Retype precisely the section of the data that starts at the line containing "of the small" and runs to its final line, ends included.

[Object position labeling entries]
>>
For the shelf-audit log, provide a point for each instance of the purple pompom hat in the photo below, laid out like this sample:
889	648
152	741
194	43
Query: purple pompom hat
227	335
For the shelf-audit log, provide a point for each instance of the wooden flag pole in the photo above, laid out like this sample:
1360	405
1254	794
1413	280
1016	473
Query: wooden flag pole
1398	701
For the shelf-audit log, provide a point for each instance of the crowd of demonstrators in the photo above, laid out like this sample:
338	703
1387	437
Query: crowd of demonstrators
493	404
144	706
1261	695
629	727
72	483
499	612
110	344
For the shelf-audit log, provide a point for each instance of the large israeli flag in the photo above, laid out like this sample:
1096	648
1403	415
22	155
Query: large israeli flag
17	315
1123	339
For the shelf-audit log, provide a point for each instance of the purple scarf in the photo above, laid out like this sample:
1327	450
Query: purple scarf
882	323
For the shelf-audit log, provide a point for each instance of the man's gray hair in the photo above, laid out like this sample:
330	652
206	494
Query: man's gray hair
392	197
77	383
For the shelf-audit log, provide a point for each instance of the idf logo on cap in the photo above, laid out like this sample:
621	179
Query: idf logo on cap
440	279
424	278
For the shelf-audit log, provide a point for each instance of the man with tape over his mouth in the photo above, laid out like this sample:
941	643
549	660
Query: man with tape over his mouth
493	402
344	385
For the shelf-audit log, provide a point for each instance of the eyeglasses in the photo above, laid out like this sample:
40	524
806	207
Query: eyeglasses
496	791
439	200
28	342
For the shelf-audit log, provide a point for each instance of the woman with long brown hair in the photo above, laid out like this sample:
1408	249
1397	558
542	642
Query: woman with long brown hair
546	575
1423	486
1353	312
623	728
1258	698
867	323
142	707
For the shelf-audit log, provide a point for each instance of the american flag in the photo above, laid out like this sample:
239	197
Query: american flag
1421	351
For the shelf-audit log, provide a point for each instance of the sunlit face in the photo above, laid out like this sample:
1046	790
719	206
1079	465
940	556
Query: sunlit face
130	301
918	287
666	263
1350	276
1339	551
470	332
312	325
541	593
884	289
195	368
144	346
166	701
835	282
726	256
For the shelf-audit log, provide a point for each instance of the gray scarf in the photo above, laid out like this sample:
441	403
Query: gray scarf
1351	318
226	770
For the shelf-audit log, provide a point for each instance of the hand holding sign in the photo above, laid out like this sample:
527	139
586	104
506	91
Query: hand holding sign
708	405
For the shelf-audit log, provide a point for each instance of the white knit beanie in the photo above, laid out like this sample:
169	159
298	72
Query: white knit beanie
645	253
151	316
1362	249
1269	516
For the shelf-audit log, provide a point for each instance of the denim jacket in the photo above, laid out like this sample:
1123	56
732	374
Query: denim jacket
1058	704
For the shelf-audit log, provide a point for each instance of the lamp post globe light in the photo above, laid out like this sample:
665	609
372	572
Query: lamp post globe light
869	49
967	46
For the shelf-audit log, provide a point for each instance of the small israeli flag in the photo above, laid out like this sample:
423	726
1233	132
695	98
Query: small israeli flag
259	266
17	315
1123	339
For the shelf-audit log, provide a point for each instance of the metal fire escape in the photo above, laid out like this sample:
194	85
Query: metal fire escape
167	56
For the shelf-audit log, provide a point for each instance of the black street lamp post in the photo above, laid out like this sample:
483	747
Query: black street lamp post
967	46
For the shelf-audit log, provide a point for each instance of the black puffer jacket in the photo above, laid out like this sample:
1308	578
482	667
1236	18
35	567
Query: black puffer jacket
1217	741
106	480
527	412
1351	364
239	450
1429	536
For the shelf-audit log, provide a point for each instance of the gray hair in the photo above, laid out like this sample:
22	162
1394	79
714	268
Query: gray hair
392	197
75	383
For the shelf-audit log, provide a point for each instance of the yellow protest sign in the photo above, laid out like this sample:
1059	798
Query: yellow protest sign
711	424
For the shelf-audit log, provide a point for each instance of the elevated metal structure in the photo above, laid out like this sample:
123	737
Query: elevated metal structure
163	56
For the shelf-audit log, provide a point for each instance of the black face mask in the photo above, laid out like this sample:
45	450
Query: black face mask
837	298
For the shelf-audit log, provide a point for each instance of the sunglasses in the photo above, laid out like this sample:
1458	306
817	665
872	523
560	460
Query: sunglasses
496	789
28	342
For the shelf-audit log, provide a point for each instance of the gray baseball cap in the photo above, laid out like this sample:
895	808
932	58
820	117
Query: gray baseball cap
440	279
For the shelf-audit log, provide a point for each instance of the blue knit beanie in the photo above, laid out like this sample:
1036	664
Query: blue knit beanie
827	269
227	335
<<
- **IN RESPONSE**:
For the shelf-audit log, provide a point for each instance of the small israeli flag in the photo above, laid out like this sample:
423	726
1233	132
695	98
Query: small israeli flag
259	266
17	315
1123	339
For the shelf-audit log, provide a point for each instance of the metal fire escape in the photo above, laid out like this sample:
194	85
Query: metal fire escape
167	56
For the shelf-audit log, provide a point for each instance of the black street lamp post in the photo above, laid out like this sample:
483	747
Query: black street lamp post
967	46
For the shelf-audit log, provide a point for each instance of the black puffer jacket in the photo above, laid out like this sample:
1308	578
482	667
1236	18
35	567
Query: black puffer jacket
1217	741
106	480
527	412
1351	364
239	450
1429	536
For the shelf-audit log, provide a point for each instance of the gray hair in the photo above, laid out like this sample:
22	162
1394	79
714	268
Query: gray hair
392	197
75	383
For the shelf-audit log, provide a point for each instance of the yellow protest sign in the photo above, laid out like this sample:
1059	798
Query: yellow protest sign
711	424
For the shelf-audit log, provide a point for each instance of the elevated metal structure in the photo above, laid out like this sample:
123	737
Query: elevated metal structure
163	56
For the shelf-audit log, provide a point for each instance of the black face mask in the photo above, laid out like this sample:
45	450
Query: black face mask
837	298
For the shelf-audit log, provide a point for each instance of the sunglasses in the photo above, laid out like this sample:
1458	306
817	665
872	523
560	460
Query: sunglasses
496	789
28	342
For the shelf-audit log, provide a point for each instance of the gray baseball cap in the photo above, laid out like this sample:
895	808
932	58
820	117
Query: gray baseball cap
440	279
For the shelf-audit log, provide a point for each instance of the blue knit beanie in the photo above, laid out like this sample:
1036	664
Query: blue knit beanie
827	269
227	335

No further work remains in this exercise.